Extracted entries below:

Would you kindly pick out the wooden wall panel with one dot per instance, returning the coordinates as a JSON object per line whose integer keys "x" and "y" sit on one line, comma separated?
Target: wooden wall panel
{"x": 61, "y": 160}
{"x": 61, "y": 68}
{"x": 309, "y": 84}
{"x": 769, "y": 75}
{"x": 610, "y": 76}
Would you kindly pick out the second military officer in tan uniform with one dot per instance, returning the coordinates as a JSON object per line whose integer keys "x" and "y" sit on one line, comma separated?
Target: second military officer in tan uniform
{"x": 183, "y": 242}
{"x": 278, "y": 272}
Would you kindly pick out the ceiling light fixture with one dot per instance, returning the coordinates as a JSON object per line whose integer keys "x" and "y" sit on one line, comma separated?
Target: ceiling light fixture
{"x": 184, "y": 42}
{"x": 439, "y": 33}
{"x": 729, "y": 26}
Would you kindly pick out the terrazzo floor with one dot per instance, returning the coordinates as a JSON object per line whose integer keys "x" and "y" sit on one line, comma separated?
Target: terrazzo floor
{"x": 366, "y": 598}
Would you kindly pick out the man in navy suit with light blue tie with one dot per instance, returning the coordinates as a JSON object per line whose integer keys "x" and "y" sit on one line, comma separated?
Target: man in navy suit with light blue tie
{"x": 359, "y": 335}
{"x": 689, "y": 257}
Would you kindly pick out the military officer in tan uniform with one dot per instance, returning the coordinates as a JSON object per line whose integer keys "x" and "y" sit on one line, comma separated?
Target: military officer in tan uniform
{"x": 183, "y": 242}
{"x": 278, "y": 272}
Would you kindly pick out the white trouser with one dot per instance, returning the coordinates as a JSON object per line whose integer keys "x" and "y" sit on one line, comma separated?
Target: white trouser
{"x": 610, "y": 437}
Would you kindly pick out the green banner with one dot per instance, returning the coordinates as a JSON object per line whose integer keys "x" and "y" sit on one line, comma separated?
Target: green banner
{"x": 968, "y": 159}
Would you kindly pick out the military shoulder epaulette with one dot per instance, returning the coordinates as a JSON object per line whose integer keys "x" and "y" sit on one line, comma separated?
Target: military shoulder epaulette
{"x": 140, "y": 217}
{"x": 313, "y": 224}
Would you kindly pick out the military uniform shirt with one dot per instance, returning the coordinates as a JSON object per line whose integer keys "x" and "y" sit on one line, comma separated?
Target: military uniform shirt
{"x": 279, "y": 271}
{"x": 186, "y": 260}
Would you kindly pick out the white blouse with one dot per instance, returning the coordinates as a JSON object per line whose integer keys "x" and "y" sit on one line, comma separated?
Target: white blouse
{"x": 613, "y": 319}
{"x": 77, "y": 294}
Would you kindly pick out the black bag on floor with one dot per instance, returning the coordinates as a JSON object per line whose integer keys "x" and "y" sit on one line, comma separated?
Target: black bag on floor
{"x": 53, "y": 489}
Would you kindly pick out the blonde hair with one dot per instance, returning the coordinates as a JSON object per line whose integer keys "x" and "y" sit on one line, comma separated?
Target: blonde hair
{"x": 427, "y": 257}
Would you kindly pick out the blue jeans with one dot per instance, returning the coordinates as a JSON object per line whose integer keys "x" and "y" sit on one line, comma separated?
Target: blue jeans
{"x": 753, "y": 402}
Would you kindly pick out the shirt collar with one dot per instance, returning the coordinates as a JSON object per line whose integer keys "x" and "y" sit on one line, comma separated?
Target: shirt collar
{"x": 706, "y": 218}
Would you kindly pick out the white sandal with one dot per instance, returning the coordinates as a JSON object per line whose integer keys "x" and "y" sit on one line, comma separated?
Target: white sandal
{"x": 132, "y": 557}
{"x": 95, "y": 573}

End of Extracted entries.

### What the exercise asks
Please set down all the data word for word.

### Your response
Would you kindly pick out the wooden wall panel with one dot per instance, returning the coordinates as a JSON object per line whose integer keys "x" and "y" sit on one line, comma separated?
Target: wooden wall panel
{"x": 61, "y": 160}
{"x": 61, "y": 68}
{"x": 309, "y": 84}
{"x": 769, "y": 75}
{"x": 610, "y": 76}
Would you kindly pick out the second military officer in tan uniform with one dot per instance, returning the coordinates as a JSON object per line whose integer keys "x" and "y" sit on one line, comma separated?
Target: second military officer in tan uniform
{"x": 183, "y": 242}
{"x": 278, "y": 272}
Would you kindly pick out the ceiling light fixture with one dot per instance, returning the coordinates as a JSON object per line whose integer keys "x" and "y" sit on one line, comma separated?
Target: ceiling light fixture
{"x": 184, "y": 42}
{"x": 439, "y": 33}
{"x": 729, "y": 26}
Would you kindly pick out the terrazzo floor with one dot per instance, returning the coordinates as a JSON object per line whose integer keys "x" and "y" sit on one line, comma separated?
Target: terrazzo floor
{"x": 366, "y": 598}
Would you kindly pick out the man in navy suit with light blue tie with one dot per instance, returning the coordinates as a JSON object per line whose integer keys "x" and "y" sit on one line, comma separated?
Target: man in navy suit with light blue tie
{"x": 359, "y": 335}
{"x": 689, "y": 257}
Would you kindly pick out the military officer in tan uniform with one dot per instance, returning the coordinates as a JSON object per line whose integer keys "x" and "y" sit on one line, comma separated?
Target: military officer in tan uniform
{"x": 183, "y": 242}
{"x": 278, "y": 272}
Would you kindly pick out the white trouser with one dot per instance, returning the coordinates as a JSON object per line whose integer keys "x" and "y" sit on one line, comma separated?
Target: white trouser
{"x": 610, "y": 437}
Would you kindly pick out the green banner with one dot per instance, returning the coordinates as a JSON object per line whose integer keys "x" and "y" sit on one line, comma separated?
Target: green banner
{"x": 968, "y": 159}
Would you kindly pick out the military shoulder epaulette with one dot per instance, returning the coordinates as a JSON object per line whose integer keys "x" and "y" sit on one line, comma separated?
Target: military shoulder epaulette
{"x": 140, "y": 217}
{"x": 313, "y": 224}
Would you kindly pick out the military uniform shirt with one dot per instance, returning the coordinates as a JSON object per line whose integer keys "x" and "y" sit on one line, comma separated?
Target: military uniform shirt
{"x": 279, "y": 271}
{"x": 186, "y": 260}
Would you kindly pick out the white blouse with one dot per instance, returning the coordinates as a JSON object per line whose integer keys "x" and "y" sit on one line, comma separated?
Target: white blouse
{"x": 613, "y": 319}
{"x": 77, "y": 294}
Would you kindly pick out the black bag on floor with one dot per instance, returning the coordinates as a JSON object per line whose integer keys "x" and "y" sit on one line, comma separated?
Target: black bag on floor
{"x": 53, "y": 489}
Would you kindly pick out the blonde hair with one dot per instance, returning the coordinates as a JSON object per line whose integer keys "x" and "y" sit on one line, comma separated?
Target: blonde hair
{"x": 427, "y": 257}
Would you kindly pick out the blue jeans with one dot per instance, returning the coordinates as a JSON object per line whose integer keys "x" and "y" sit on one line, comma separated?
Target: blue jeans
{"x": 753, "y": 402}
Would you kindly pick out the shirt collar with one dot per instance, returning the coordinates as a JSON object per line whose integer keys "x" and "y" sit on one line, comma separated?
Target: shirt collar
{"x": 706, "y": 218}
Would you kindly pick out the white sandal with one dot per instance, returning the coordinates as a JSON object per line whose integer keys "x" and "y" sit on one line, comma separated?
Target: white sandal
{"x": 132, "y": 557}
{"x": 95, "y": 573}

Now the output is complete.